**Aim of the task:**
A verbatim reproduction of the lines below, from the line containing "positive clicks: (207, 228)" through the line containing "box: [201, 135, 229, 163]", both ends included, is the whole required output.

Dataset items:
[Start of section]

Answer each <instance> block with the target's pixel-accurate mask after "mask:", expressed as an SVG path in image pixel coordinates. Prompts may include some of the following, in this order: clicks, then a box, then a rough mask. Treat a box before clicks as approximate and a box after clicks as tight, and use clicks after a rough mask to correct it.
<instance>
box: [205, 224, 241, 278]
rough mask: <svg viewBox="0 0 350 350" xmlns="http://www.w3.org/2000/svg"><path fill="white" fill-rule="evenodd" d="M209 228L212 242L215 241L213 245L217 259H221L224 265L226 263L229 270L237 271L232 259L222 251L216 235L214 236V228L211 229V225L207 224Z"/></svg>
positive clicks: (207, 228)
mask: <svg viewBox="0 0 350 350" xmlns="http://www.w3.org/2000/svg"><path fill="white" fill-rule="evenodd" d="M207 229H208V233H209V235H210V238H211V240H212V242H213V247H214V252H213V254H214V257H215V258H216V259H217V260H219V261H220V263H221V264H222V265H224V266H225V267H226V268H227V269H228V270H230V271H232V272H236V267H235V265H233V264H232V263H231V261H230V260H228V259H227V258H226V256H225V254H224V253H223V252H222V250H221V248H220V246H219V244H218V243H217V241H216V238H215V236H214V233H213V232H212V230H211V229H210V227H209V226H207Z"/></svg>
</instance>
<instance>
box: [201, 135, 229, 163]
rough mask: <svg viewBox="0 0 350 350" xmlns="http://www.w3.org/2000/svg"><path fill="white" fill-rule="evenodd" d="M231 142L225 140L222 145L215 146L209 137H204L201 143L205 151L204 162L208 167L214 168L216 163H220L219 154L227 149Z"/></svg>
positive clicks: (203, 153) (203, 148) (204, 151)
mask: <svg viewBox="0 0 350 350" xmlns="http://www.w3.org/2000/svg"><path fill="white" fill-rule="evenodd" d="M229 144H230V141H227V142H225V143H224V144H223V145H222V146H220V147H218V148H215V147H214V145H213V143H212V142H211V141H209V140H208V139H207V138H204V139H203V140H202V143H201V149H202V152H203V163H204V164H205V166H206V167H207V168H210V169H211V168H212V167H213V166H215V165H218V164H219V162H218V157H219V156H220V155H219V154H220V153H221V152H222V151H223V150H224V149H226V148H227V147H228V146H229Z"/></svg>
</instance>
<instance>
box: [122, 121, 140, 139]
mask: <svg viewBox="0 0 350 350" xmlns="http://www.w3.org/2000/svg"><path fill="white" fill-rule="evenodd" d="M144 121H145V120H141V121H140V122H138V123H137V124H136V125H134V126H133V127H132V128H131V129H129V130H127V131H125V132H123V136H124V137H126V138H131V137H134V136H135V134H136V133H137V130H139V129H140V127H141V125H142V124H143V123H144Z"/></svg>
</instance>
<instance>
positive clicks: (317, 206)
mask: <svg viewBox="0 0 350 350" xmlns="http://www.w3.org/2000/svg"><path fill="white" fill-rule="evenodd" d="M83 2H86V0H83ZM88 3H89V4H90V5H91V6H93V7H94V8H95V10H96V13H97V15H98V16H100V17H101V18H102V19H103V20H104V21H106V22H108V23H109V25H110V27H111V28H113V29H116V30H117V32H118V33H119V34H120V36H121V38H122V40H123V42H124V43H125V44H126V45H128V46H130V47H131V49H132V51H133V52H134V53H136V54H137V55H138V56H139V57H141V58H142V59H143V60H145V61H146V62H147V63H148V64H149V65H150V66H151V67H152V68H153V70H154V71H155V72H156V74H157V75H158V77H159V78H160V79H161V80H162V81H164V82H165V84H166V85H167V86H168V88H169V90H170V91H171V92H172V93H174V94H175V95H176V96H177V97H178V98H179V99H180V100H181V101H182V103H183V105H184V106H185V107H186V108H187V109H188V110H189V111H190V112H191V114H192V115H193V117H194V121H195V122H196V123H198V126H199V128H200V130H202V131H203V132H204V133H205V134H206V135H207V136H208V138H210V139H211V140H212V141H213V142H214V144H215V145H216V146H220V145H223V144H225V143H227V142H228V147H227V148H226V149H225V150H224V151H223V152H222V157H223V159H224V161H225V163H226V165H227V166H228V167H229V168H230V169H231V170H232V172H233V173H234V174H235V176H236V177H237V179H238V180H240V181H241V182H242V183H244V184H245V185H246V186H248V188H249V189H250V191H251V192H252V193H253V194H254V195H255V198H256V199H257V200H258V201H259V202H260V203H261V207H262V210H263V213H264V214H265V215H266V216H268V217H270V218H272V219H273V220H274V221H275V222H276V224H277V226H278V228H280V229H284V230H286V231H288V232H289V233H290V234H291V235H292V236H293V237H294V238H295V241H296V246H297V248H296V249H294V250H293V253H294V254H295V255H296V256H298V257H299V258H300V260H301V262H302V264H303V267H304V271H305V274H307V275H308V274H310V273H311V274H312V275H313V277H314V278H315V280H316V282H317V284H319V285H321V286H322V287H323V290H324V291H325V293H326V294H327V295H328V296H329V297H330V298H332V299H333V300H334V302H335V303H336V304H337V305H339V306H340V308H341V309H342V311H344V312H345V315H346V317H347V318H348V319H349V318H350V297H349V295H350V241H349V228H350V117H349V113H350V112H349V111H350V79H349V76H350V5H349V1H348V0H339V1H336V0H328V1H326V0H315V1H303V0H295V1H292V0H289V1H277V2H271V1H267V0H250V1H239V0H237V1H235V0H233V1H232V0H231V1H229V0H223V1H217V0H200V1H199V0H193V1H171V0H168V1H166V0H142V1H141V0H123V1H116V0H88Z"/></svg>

[End of section]

**Answer for this exercise:**
positive clicks: (207, 228)
mask: <svg viewBox="0 0 350 350" xmlns="http://www.w3.org/2000/svg"><path fill="white" fill-rule="evenodd" d="M207 229H208V233H209V235H210V238H211V240H212V242H213V247H214V252H213V254H214V257H215V258H216V259H217V260H219V261H220V263H221V264H222V265H224V266H225V267H226V268H227V269H228V270H230V271H232V272H236V267H235V265H233V264H232V263H231V261H230V260H228V259H227V258H226V256H225V254H224V253H223V252H222V250H221V248H220V246H219V244H218V243H217V241H216V238H215V236H214V233H213V232H212V230H211V229H210V227H209V226H207Z"/></svg>
</instance>
<instance>
box: [201, 135, 229, 163]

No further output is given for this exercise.